::: 読解本文

KDDIアジャイル開発センター(以下、KAG)は、社内で活用している「Microsoft Teams」とスクラム開発のふりかえりサポートプロダクト「anycommu(エニコミュ)」のふたつの既存プロダクトを対象に生成AIを導入し、価値検証を行った。
KAGでは、日々急速なスピードで発展する生成AI活用の推進や、関連する情報・知識・技術の獲得のため「KAG Generative AI Lab」というチームをつくり活動している。KAG Generative AI Labは、日々生成AIのキャッチアップとプロトタイプ開発をおこない、実践的なノウハウを集約、社内の開発チームへ還元することで、最終的にはユーザーへ価値貢献できるように目指している。
今回は、「Microsoft Teams」と「anycommu」のふたつの既存プロダクトを対象に生成AIを導入し価値検証をおこない、その概要と結果を発表した。
「Microsoft Teams」へ「KDDI AI-Chat」を導入しKDDI AI-Chat for Teamsを開発
概要
「KDDI AI-Chat for Teams」は、2023年5月に社員1万人を対象に調査や文章作成支援などを目的として、KDDIが運用開始したウェブブラウザ上で利用できる生成AIチャットサービス「KDDI AI-Chat」を、Microsoft Teamsでも利用できるようにしたもの。
先行してKDDI AI-Chatを開発していた、KDDI情報システム本部とKAG Generative AI Labが共同開発したもので、生成AIチャットボットをMicrosoft Teamsで利用可能にし、1万人規模の社員が日常的に使うコミュニケーションツールのなかで社員が安全に生成AIを利用できるようにした。生成AIを手軽に使いたいという社内ニーズに対し、アジャイル開発の知見を活かして短期間のスプリントで開発し、機能提供を実現した。

::::::
::: データ抜粋

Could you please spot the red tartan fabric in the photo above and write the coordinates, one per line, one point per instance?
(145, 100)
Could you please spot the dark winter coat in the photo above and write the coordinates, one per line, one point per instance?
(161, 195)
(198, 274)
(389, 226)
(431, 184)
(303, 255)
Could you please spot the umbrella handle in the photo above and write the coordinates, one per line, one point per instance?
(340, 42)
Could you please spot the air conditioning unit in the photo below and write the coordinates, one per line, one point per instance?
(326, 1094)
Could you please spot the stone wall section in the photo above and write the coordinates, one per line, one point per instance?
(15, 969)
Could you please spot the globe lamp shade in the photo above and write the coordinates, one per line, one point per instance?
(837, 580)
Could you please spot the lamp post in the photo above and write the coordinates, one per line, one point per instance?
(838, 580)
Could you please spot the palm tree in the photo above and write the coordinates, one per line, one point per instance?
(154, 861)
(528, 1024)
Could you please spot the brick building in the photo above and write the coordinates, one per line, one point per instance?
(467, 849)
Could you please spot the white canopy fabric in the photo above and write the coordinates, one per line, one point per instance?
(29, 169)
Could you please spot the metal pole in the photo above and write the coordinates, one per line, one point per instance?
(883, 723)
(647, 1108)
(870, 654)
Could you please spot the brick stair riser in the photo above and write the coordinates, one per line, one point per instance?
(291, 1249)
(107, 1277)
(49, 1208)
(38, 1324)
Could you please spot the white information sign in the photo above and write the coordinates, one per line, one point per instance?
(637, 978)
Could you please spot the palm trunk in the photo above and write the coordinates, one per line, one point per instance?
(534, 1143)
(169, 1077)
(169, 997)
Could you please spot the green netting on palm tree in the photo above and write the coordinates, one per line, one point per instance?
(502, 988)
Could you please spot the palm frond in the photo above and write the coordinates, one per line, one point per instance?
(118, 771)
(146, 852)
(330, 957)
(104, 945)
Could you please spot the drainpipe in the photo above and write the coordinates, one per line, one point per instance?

::::::

*タスク一覧*
• a. 読解本文に名前が出てくる製品・サービスを、本文中の表記どおりにすべて挙げてください。
• b. 読解本文で「先行してKDDI AI-Chatを開発していた」で始まる段落を、主要な事実を残して箇条書きにまとめてください。
• c. 読解本文のうち、「KDDIアジャイル開発センタ」から「証をおこない、その概要と結果を発表した。」に至るまでの部分を、一字も変えずに書き写してください。
この資料は読解本文とは別個のものです。

*タスク別結果*
• a.
- Microsoft Teams
- anycommu(エニコミュ)
- KDDI AI-Chat
- KDDI AI-Chat for Teams

• b.
- KDDI AI-Chatを先行して開発していたKDDI情報システム本部と、KAG Generative AI Labが共同で開発した。
- 生成AIチャットボットをMicrosoft Teamsで利用できるようにした。
- 1万人規模の社員が日常的に使うコミュニケーションツールのなかで、生成AIを安全に利用できるようにした。
- 生成AIを手軽に使いたいという社内ニーズに応えた。
- アジャイル開発の知見を活かし、短期間のスプリントで開発して機能提供を実現した。

• c.
KDDIアジャイル開発センター(以下、KAG)は、社内で活用している「Microsoft Teams」とスクラム開発のふりかえりサポートプロダクト「anycommu(エニコミュ)」のふたつの既存プロダクトを対象に生成AIを導入し、価値検証を行った。
KAGでは、日々急速なスピードで発展する生成AI活用の推進や、関連する情報・知識・技術の獲得のため「KAG Generative AI Lab」というチームをつくり活動している。KAG Generative AI Labは、日々生成AIのキャッチアップとプロトタイプ開発をおこない、実践的なノウハウを集約、社内の開発チームへ還元することで、最終的にはユーザーへ価値貢献できるように目指している。
今回は、「Microsoft Teams」と「anycommu」のふたつの既存プロダクトを対象に生成AIを導入し価値検証をおこない、その概要と結果を発表した。